Saved data entries

───

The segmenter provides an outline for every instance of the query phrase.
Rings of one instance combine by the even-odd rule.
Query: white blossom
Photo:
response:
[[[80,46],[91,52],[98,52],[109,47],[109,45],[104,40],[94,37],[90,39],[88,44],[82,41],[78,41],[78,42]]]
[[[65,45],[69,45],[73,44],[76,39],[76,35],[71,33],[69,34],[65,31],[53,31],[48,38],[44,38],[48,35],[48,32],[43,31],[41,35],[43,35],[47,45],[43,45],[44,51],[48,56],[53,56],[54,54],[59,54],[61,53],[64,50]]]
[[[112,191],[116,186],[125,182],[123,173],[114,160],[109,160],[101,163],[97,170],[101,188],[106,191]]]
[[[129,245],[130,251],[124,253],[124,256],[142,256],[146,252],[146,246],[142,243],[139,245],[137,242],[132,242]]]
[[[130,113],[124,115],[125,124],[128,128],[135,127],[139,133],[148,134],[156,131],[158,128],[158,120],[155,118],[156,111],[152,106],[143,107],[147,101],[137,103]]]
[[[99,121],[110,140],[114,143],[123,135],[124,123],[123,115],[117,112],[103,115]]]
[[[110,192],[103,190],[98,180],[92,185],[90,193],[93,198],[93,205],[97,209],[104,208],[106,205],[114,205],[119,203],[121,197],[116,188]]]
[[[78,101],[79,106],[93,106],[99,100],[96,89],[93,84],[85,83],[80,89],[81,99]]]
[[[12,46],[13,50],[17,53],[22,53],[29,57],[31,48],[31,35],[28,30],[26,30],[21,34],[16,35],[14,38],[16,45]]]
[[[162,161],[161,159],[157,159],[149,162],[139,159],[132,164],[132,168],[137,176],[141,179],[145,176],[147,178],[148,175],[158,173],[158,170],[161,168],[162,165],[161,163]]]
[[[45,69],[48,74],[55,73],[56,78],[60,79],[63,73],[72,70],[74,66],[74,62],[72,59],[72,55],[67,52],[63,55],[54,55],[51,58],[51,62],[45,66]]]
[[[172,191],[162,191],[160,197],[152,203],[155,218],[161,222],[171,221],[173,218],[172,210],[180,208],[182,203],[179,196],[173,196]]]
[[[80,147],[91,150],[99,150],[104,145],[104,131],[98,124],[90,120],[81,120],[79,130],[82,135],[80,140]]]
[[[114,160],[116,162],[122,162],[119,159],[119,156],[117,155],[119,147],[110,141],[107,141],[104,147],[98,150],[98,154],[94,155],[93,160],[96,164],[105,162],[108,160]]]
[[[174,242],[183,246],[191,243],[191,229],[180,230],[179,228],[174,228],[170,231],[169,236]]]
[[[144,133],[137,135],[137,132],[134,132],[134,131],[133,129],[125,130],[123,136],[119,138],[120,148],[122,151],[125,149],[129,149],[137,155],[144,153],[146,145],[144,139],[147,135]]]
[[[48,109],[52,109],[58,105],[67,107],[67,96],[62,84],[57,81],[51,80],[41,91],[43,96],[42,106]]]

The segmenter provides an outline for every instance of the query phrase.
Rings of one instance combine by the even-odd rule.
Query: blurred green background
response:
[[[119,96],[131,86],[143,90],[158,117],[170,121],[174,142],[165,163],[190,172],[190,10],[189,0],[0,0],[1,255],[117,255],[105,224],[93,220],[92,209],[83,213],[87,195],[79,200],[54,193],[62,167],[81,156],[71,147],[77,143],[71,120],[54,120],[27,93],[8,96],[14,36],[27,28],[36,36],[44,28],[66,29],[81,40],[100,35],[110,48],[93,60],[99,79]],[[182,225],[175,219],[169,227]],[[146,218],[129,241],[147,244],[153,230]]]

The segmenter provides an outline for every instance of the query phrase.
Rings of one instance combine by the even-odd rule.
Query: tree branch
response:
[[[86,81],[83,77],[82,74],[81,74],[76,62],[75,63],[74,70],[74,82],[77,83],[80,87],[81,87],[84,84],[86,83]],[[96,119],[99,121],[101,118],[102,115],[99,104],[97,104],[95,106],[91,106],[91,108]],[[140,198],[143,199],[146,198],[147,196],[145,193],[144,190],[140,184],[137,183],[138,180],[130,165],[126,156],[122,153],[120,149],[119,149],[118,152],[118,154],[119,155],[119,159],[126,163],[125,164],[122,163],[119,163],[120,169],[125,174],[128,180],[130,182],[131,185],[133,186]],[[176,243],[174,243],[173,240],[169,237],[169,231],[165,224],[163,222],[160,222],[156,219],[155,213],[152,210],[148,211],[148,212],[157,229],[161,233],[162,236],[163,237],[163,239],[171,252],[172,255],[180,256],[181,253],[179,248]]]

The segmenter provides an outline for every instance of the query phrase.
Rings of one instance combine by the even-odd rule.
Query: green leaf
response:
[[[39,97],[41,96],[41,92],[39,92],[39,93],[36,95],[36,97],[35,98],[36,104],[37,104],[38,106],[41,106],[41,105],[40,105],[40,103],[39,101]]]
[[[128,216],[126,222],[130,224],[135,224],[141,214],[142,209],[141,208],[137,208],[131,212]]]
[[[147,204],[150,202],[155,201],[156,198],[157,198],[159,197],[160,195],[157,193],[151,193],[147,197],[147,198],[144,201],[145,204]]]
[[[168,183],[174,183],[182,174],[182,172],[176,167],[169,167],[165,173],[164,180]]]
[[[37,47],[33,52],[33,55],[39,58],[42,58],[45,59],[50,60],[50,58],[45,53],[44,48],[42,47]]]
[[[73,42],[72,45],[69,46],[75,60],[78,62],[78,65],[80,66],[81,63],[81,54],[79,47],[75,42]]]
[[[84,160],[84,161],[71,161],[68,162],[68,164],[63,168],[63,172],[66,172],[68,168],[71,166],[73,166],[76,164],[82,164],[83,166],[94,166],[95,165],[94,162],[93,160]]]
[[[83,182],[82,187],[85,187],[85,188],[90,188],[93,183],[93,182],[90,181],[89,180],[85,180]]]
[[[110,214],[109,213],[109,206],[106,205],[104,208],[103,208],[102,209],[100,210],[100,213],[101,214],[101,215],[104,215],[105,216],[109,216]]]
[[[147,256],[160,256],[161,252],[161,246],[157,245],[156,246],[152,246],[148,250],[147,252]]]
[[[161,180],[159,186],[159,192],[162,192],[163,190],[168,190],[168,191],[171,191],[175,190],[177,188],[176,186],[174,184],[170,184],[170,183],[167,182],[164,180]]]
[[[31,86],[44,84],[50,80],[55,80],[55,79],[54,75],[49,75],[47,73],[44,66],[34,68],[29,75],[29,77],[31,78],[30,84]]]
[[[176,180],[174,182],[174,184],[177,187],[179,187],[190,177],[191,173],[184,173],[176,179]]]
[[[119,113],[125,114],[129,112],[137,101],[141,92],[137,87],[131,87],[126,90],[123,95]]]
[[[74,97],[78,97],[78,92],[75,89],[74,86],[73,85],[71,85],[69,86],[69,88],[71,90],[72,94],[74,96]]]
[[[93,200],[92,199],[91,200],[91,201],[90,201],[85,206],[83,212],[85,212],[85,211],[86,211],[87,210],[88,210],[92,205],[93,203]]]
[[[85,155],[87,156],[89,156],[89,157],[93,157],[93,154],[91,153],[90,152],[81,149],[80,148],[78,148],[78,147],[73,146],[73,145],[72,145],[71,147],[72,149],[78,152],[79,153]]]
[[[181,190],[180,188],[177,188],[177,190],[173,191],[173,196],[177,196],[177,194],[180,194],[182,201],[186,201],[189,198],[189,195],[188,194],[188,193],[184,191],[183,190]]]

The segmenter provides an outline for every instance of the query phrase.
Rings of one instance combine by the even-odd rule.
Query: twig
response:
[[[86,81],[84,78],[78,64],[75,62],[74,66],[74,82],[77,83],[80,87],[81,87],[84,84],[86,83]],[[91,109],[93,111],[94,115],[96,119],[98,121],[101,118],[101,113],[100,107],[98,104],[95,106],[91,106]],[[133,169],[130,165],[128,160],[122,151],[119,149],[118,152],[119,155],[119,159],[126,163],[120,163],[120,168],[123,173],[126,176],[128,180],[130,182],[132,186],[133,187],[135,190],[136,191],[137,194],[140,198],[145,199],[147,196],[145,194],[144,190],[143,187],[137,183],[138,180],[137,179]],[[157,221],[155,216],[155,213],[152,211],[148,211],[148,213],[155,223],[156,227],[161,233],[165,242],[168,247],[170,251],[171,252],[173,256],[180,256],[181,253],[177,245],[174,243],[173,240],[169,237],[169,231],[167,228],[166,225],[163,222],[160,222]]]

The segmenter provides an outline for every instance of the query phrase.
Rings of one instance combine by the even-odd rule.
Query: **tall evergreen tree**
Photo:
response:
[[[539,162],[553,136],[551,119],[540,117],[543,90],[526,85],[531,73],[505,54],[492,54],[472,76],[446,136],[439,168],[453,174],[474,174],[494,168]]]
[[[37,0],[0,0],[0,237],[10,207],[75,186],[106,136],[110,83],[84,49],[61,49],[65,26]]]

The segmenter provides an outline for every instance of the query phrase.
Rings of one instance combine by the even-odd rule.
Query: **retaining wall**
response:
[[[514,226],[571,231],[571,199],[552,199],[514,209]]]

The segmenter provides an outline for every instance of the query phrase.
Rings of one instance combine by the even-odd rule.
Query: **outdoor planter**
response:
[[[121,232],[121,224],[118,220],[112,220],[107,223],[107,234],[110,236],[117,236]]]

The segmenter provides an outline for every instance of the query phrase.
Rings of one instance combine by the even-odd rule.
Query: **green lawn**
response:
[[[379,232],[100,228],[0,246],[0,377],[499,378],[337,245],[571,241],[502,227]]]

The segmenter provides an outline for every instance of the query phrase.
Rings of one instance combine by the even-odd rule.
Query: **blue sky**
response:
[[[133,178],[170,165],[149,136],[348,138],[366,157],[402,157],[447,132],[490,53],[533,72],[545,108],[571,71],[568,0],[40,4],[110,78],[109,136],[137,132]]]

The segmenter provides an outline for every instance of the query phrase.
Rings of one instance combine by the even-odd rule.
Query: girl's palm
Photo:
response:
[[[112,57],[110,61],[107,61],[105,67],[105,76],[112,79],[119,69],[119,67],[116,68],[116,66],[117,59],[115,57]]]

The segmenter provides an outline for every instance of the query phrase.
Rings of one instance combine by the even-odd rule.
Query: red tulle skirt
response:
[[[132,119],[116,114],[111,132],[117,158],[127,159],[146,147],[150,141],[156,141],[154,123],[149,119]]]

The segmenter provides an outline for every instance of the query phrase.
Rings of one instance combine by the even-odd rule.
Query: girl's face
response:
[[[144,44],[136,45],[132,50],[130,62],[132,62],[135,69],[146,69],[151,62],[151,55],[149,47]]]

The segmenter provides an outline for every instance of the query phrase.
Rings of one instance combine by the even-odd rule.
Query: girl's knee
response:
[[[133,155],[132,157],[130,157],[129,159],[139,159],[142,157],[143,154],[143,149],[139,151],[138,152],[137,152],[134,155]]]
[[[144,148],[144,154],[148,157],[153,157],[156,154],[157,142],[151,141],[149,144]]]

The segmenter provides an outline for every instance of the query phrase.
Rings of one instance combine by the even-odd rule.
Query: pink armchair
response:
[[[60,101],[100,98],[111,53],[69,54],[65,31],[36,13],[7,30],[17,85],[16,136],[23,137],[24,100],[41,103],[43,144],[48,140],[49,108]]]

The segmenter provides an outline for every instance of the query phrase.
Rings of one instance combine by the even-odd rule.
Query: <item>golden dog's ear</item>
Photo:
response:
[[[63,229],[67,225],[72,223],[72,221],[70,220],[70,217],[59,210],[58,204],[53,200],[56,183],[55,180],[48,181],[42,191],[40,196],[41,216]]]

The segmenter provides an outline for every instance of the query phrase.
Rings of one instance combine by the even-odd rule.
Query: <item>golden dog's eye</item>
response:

───

Exercise instructions
Count the lines above that contain the string "golden" and give only that number.

The response
2